### Quoted passage
# # #

I filed a request and want to check progress. How do I do that?

We provide a script to monitor a given request. Clone this repo, install uv (if not already installed) and create a file with all the requested instance ids as a simple text file (You can use the helper scripts scripts/monitoring/convert_yaml_to_list.py if needed) and run

uv run python scripts/monitoring/search_iids_from_file.py <path/to/your/request_file.txt> --count-only The --count-only flag gives a short summary, omit if you want to see the list of actual instance_ids.

You can also provide a search string which will display the count of full list of instance ids that contain the string. uv run python scripts/monitoring/search_iids_from_file.py <path/to/your/request_file.txt> --count-only --search-string=".historical." this can be useful if you know that there is an issue with e.g. a particular model, experiment etc and you want to compare missing iids with known failures.

What do you actually do to the data?

The goal of this feedstock is to make CMIP6 data analysis-ready, but not modify the source data in any way.

# # #

### Task requirements
• A. Answer these questions using the FAQ on request monitoring above, one line each:
(i) Which tool should be installed if it isn't already?
(ii) Which flag gives a short summary instead of the full list of instance ids?
(iii) What data does the feedstock aim to make analysis-ready?
• B. List the steps the FAQ on request monitoring gives for checking a request's progress, in order.

### Records shown
# # #

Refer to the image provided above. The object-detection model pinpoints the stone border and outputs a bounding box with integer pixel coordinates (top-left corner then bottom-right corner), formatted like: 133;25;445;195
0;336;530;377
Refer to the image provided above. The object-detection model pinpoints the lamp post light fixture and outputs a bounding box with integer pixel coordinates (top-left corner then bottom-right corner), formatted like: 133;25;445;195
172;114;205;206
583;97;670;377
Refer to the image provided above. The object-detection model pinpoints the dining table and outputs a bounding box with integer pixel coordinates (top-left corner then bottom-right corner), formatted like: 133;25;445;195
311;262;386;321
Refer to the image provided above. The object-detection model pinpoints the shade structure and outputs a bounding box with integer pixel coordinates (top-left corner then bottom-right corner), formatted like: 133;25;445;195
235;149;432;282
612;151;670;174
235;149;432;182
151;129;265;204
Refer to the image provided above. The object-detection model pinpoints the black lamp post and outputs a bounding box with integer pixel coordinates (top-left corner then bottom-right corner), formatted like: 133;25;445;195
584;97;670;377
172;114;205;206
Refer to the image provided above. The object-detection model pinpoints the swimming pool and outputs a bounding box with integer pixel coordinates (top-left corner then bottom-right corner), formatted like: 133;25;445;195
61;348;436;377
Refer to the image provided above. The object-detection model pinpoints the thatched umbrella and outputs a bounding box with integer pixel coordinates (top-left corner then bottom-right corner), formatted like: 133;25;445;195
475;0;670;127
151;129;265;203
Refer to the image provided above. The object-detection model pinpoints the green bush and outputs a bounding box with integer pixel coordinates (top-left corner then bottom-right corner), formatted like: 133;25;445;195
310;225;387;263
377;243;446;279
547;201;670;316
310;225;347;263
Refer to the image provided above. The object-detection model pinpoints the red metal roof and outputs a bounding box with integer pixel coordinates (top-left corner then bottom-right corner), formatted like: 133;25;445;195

# # #

### Task results
• A.
(i) uv
(ii) --count-only
(iii) CMIP6 data

• B.
1. Clone the repo.
2. Install uv, if it isn't already installed.
3. Create a simple text file with all the requested instance ids.
4. Run scripts/monitoring/search_iids_from_file.py with uv, passing the path to that file.